Gesetz,
zum Schutze der verfassunggebenden Nationalversammlung und der Beamten der provisorischen
Centralgewalt.
["Reichsverfassungsschutzgesetz"]
[vom 10. Oktober 1848]
Der Reichsverweser, in Ausführung des Beschlusses der
Reichsversammlung vom 9. October 1848, verkündet als Gesetz:
Art. 1.
Ein gewaltsamer Angriff auf die Reichsversammlung, in der Absicht,
dieselbe auseinander zu treiben, oder Mitglieder aus ihr zu entfernen, oder die
Versammlung zur Fassung oder Unterlassung eines Beschlusses zu zwingen, ist Hochverrat,
und wird mit Gefängniß und nach Verhältniß der Umstände mit Zuchthausstrafe bis zu
zwanzig Jahren bestraft. Wer zu solchen Handlungen öffentlich auffordert, wird nach
richterlichem Ermessen bestraft.
Art. 2.

Beschriftete Formeinträge
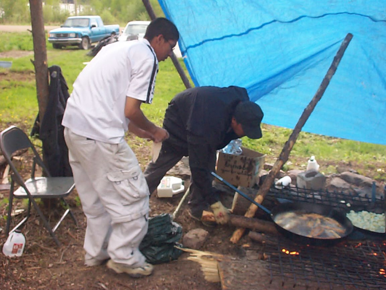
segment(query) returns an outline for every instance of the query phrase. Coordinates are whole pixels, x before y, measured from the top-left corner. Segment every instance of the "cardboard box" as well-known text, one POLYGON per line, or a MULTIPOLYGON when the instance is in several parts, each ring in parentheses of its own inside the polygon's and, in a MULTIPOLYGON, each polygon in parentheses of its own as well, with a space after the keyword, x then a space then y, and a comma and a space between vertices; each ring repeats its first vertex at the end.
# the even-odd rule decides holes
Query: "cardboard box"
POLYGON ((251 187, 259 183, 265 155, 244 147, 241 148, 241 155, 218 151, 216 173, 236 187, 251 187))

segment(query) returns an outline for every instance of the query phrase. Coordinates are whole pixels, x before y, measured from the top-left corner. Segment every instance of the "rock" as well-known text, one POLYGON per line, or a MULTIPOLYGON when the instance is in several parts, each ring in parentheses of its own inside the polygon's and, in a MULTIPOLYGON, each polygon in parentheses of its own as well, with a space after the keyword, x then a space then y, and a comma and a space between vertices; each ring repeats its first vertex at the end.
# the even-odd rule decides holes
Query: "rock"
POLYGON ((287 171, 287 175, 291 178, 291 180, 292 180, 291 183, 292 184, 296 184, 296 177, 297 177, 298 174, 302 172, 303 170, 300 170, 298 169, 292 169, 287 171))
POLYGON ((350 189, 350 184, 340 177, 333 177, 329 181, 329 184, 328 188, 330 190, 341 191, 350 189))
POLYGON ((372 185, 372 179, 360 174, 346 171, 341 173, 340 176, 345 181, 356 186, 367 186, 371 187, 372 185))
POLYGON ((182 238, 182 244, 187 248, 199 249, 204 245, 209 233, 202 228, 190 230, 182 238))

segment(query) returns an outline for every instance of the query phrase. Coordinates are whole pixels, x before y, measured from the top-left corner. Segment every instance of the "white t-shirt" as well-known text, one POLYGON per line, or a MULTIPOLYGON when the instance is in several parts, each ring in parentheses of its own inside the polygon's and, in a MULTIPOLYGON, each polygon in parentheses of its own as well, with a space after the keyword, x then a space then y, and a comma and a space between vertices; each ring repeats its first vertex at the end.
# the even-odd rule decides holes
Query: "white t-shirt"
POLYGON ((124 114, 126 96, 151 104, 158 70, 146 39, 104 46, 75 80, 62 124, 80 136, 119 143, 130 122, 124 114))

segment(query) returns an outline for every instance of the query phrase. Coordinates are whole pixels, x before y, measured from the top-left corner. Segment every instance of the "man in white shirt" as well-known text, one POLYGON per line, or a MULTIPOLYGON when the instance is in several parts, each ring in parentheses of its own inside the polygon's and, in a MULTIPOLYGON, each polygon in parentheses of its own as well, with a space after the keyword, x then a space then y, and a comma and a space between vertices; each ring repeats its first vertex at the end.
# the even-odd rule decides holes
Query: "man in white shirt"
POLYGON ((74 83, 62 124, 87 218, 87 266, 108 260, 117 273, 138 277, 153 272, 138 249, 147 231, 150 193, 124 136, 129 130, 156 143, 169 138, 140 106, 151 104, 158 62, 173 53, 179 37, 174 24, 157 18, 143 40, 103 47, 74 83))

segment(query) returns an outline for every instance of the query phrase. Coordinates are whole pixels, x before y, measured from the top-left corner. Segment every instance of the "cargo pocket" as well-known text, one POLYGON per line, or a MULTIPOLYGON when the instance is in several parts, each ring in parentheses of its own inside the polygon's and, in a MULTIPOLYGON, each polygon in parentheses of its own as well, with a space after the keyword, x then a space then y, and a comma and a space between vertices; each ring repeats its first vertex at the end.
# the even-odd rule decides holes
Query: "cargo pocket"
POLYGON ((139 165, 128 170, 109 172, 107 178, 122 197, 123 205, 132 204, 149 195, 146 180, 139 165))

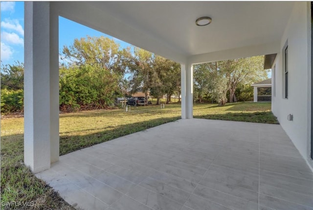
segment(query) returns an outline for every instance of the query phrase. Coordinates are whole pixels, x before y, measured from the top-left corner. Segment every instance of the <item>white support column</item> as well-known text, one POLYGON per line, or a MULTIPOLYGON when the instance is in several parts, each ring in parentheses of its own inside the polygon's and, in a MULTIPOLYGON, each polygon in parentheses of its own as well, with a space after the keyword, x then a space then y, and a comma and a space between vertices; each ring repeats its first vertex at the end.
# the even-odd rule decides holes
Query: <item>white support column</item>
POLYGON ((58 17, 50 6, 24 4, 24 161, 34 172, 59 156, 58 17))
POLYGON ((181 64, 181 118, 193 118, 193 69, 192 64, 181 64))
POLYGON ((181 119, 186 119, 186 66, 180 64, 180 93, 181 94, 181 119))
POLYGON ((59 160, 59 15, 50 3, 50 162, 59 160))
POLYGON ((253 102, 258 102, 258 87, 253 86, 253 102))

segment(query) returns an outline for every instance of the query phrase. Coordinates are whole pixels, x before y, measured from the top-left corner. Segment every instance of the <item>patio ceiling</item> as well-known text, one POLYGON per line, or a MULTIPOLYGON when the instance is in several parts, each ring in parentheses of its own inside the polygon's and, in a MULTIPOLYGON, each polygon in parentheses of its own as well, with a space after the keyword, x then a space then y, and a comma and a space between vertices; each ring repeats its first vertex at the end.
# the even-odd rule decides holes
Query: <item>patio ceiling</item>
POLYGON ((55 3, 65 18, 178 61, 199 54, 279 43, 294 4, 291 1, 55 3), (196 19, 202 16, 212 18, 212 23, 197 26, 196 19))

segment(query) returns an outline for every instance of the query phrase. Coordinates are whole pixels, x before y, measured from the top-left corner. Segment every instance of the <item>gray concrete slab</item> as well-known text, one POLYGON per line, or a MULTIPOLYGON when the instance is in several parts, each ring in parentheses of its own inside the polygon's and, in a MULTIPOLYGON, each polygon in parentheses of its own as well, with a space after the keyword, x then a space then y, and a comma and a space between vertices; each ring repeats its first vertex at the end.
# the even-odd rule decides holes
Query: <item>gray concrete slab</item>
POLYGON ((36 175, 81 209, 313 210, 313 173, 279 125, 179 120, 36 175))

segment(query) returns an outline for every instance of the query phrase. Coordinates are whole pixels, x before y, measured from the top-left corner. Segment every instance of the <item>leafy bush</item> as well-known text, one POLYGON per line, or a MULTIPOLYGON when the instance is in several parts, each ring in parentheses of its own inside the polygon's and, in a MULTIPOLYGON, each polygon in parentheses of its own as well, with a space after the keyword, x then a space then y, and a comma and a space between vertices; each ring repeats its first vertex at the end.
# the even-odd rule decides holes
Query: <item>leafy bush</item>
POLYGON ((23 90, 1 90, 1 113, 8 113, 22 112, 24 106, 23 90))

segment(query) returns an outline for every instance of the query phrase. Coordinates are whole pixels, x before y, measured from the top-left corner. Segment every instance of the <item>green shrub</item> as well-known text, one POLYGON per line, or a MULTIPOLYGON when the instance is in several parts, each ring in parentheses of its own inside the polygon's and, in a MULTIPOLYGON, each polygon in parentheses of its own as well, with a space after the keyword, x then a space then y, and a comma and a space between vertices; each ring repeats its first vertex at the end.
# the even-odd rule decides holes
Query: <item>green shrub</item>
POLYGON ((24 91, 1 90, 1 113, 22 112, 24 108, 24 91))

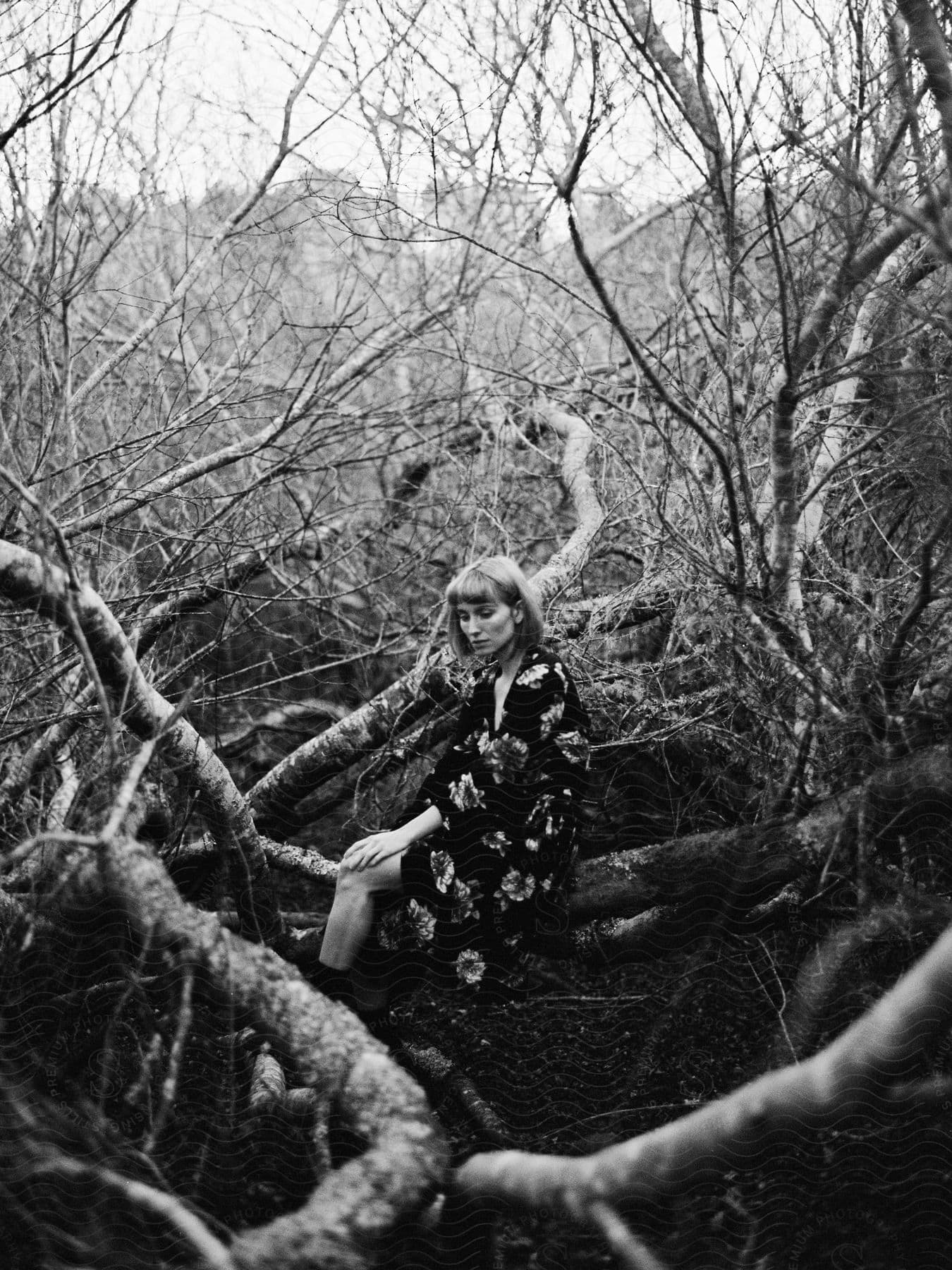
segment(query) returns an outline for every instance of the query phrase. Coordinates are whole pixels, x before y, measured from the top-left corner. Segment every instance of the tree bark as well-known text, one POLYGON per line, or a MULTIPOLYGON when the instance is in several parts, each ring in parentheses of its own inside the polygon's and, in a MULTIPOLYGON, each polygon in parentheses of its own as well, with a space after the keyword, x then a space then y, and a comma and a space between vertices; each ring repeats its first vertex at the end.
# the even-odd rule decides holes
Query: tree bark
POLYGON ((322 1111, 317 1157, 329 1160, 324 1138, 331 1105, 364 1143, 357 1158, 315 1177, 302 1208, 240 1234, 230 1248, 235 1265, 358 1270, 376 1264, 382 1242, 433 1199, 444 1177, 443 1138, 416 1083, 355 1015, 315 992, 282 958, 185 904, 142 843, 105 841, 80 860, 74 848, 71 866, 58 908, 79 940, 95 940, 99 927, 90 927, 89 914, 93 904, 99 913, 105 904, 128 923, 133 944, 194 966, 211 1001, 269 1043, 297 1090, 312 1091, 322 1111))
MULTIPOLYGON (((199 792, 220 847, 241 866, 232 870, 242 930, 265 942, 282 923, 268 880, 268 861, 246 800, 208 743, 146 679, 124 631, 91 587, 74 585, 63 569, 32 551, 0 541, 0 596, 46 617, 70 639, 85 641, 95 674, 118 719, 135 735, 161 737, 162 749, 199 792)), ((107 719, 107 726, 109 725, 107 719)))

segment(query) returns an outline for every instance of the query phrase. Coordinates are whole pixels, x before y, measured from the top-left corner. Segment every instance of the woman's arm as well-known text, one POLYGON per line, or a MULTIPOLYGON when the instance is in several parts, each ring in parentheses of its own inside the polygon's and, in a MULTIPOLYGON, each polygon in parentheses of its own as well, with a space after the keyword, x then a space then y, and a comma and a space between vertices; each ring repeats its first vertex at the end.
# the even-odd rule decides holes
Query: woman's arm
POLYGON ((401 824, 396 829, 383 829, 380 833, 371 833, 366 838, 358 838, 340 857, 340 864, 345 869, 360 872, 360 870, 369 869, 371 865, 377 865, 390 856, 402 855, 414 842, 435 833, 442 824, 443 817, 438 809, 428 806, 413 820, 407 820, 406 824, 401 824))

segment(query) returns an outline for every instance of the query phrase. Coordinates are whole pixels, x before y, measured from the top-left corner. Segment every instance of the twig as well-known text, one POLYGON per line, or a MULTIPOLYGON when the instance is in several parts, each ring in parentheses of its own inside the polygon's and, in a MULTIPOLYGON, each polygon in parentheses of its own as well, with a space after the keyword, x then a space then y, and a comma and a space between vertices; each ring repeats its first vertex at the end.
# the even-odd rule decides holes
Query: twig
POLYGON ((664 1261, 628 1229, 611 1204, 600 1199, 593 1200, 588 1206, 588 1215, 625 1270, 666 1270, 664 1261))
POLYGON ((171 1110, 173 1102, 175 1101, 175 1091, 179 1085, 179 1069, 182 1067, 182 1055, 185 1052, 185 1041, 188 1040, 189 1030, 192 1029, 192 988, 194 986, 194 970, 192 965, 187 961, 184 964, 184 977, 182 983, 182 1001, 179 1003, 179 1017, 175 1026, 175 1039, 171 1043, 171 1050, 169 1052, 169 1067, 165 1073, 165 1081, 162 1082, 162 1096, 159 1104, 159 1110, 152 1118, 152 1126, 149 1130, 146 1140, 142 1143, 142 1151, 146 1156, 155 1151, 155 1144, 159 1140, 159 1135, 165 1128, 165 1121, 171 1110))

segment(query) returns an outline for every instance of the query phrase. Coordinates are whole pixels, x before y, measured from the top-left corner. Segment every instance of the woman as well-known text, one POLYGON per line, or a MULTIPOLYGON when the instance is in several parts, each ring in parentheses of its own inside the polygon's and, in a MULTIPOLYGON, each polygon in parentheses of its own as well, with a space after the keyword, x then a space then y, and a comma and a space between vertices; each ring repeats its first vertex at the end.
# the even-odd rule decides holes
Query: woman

AUFGABENLISTE
1. Entnimm den Gesetzestext zum Schutz der Nationalversammlung vollständig und unverändert.
2. Verschiebe in den Einträgen den Abschnitt von der Zeile mit „of the <item>patio“ bis einschließlich der Zeile mit „POLYGON ((55 3, 65“. Gib nur diese Zeilen samt Anweisungen erneut aus und addiere dabei −150 zu jeder Koordinate der Polygone.

GELÖSTE AUFGABEN
1.
Gesetz,
zum Schutze der verfassunggebenden Nationalversammlung und der Beamten der provisorischen
Centralgewalt.
["Reichsverfassungsschutzgesetz"]
[vom 10. Oktober 1848]
Der Reichsverweser, in Ausführung des Beschlusses der
Reichsversammlung vom 9. October 1848, verkündet als Gesetz:
Art. 1.
Ein gewaltsamer Angriff auf die Reichsversammlung, in der Absicht,
dieselbe auseinander zu treiben, oder Mitglieder aus ihr zu entfernen, oder die
Versammlung zur Fassung oder Unterlassung eines Beschlusses zu zwingen, ist Hochverrat,
und wird mit Gefängniß und nach Verhältniß der Umstände mit Zuchthausstrafe bis zu
zwanzig Jahren bestraft. Wer zu solchen Handlungen öffentlich auffordert, wird nach
richterlichem Ermessen bestraft.
Art. 2.

2.
segment(query) returns an outline for every instance of the query phrase. Coordinates are whole pixels, x before y, measured from the top-left corner. Segment every instance of the <item>patio ceiling</item> as well-known text, one POLYGON per line, or a MULTIPOLYGON when the instance is in several parts, each ring in parentheses of its own inside the polygon's and, in a MULTIPOLYGON, each polygon in parentheses of its own as well, with a space after the keyword, x then a space then y, and a comma and a space between vertices; each ring repeats its first vertex at the end.
# the even-odd rule decides holes
Query: <item>patio ceiling</item>
POLYGON ((-95 -147, -85 -132, 28 -89, 49 -96, 129 -107, 144 -146, 141 -149, -95 -147), (46 -131, 52 -134, 62 -132, 62 -127, 47 -124, 46 -131))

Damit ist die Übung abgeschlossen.